Provided text Block Start
Dog Eye Hemorrhage After Grooming
Dog Eye Hemorrhage After Grooming
Seeing your fur baby coming back from a grooming session with abnormal eyes is a worrisome experience. Dog eye hemorrhages or subconjunctival hemorrhage after grooming is a common injury. It results from several factors such as aggressive handling, trauma & strangulation.
Usually, the redness in the dog’s eyes after grooming doesn’t ring emergency alarms. But, sometimes such hemorrhages are more concerning such as in the case of corneal damage and ulceration.
If your dog is facing eye hemorrhages just after grooming, you must pay attention to the possible causes. Let’s dive into some of the major post-grooming eye issues in dogs and what you can do to resolve them.
What Does Dog Eye Hemorrhage Look Like?
Provided text Block End
Record set Block Start
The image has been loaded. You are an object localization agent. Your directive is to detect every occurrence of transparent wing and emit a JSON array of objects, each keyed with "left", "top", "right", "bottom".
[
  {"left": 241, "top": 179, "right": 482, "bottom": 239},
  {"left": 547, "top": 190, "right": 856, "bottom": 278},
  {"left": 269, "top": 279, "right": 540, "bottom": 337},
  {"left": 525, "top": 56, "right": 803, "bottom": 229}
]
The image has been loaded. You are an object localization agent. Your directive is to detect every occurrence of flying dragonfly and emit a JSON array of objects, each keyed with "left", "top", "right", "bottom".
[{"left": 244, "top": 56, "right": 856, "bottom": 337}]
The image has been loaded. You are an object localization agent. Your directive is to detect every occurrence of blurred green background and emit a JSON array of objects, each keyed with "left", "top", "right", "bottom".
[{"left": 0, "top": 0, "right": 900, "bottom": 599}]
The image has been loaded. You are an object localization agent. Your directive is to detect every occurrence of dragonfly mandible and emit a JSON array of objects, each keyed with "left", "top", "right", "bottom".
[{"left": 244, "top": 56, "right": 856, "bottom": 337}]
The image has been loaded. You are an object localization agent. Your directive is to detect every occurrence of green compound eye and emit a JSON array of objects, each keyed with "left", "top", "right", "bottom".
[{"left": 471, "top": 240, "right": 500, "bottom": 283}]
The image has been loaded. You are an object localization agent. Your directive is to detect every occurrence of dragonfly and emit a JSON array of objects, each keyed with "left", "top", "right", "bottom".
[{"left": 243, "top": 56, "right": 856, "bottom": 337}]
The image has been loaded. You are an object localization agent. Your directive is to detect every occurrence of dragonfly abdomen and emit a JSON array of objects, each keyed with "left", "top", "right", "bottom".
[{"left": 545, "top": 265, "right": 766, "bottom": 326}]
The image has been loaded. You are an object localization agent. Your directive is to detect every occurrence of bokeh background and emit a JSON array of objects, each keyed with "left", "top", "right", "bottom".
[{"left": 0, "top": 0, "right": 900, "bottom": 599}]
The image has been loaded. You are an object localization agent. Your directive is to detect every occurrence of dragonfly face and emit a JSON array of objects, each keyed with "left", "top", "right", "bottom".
Record set Block End
**Required actions**
1 – In the article on dog eye hemorrhage after grooming, rewrite the passage starting at "Usually, the redness" and ending at "damage and ulceration.", with "ulceration" changed to "infection".
2 – According to the article on dog eye hemorrhage after grooming, what factors can cause this injury?
3 – Continue the article on dog eye hemorrhage after grooming, starting after its last heading.

**Exercise results**
1 –
Usually, the redness in the dog’s eyes after grooming doesn’t ring emergency alarms. But, sometimes such hemorrhages are more concerning such as in the case of corneal damage and infection.

2 – Aggressive handling, trauma, and strangulation.

3 –
If you notice something abnormal in the eyes of your dog after grooming, associate it with certain signs. A dog who has irritation or trauma to the eye will stay restless or doesn’t show any other sign at all. However, some noteworthy signs include:
- Redness and swelling in the eye conjunctiva.
- Pitting or ulceration in the middle or sides of the eyeball.
- Excessive white or sticky yellow discharge from the affected eye.
- Itching & irritation on the eye with paws.
- Head tilting and shaking.
- Abnormal eye-closing movements on the affected site.
What Can Cause Dog Eye Hemorrhage After Grooming?
According to a study published in 2022 by the American Animal Hospital Association, around 57% of ocular injuries occur in dogs after grooming. These eye problems such as dog eye hemorrhages occur within the first 24 hours after a grooming session.
Accidental Eye Trauma
One of the major causes of eye hemorrhage in dogs is accidental blunt trauma to the eyes. These traumas can arise from anything such as accidentally hitting the eye with a grooming tool such as brush and scissors.
Most of the aggressive dogs are hard to handle and may face such injuries trying to avoid grooming. It is the responsibility of the dog groomer to discontinue the grooming whenever the dog is not complying. Failure to do so can lead to serious injury to the eye and vision loss.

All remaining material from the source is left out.